*QUOTED PASSAGE:*
╔══

We can try stacking models so that we can improve predictions. Last time, MH already tried RF on the dataset. There's a slight level of overfitting, but not as bad as what was observed using XGBoost.

In [None]:
y_subset = ['S_Module11_Prolif_score', 'S_CHANG_CORE_SERUM_RESPONSE_UP', 'S_KEGG_MMR', 'S_LYMPHS_PCA_16704732', 'S_CSR_Activated_15701700', 'S_ICR_INHIB_SCORE', 'S_IFNG_score_21050467', 'S_NK_cd56dim', 'S_Th1', 'ESTIMATE']

In [None]:
# import numpy as np
# import pandas as pd
# import matplotlib.pyplot as plt
# from sklearn.model_selection import GridSearchCV
# from sklearn.ensemble import RandomForestRegressor
# from sklearn.svm import SVR
# from sklearn.linear_model import ElasticNet
# from xgboost import XGBRegressor
# from mlxtend.regressor import StackingRegressor
# from sklearn.metrics import r2_score, mean_squared_error, mean_absolute_error
# from yellowbrick.regressor import ResidualsPlot
# import os
# from typing import Dict, Tuple
# from sklearn.pipeline import Pipeline
# from itertools import product

# def create_stacked_model(rf_params, elastic_params, svr_params, xgb_params):
#     """Create a stacked model with specified parameters."""
#     rf = RandomForestRegressor(**rf_params, random_state=42)

╚══

*TASKS AND EXERCISES:*
#1 Based on the notebook excerpt above, decide whether each statement agrees with it. Answer yes or no for each, and quote the deciding words from the notebook excerpt. (a) Random forest overfit more than XGBoost. (b) MH had already tried RF on the dataset. (c) StackingRegressor is imported from mlxtend.
#2 Convert every line of the records below into a Markdown table, leaving out blank lines. Use two columns: Row for the row number and Line for the line itself.

*DATA:*
╔══

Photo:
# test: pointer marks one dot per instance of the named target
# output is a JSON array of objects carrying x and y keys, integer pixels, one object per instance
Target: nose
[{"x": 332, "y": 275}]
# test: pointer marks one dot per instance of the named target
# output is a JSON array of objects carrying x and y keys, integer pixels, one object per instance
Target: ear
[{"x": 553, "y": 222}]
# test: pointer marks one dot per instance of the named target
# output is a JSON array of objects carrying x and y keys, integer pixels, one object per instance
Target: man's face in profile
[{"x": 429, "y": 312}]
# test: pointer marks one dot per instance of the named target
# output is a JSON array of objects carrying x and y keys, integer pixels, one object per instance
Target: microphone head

╚══

*ANSWER LIST:*
#1
(a) No: "There's a slight level of overfitting, but not as bad as what was observed using XGBoost."
(b) Yes: "Last time, MH already tried RF on the dataset."
(c) Yes: "# from mlxtend.regressor import StackingRegressor"

#2
| Row | Line |
|---|---|
| 1 | Photo: |
| 2 | # test: pointer marks one dot per instance of the named target |
| 3 | # output is a JSON array of objects carrying x and y keys, integer pixels, one object per instance |
| 4 | Target: nose |
| 5 | [{"x": 332, "y": 275}] |
| 6 | # test: pointer marks one dot per instance of the named target |
| 7 | # output is a JSON array of objects carrying x and y keys, integer pixels, one object per instance |
| 8 | Target: ear |
| 9 | [{"x": 553, "y": 222}] |
| 10 | # test: pointer marks one dot per instance of the named target |
| 11 | # output is a JSON array of objects carrying x and y keys, integer pixels, one object per instance |
| 12 | Target: man's face in profile |
| 13 | [{"x": 429, "y": 312}] |
| 14 | # test: pointer marks one dot per instance of the named target |
| 15 | # output is a JSON array of objects carrying x and y keys, integer pixels, one object per instance |
| 16 | Target: microphone head |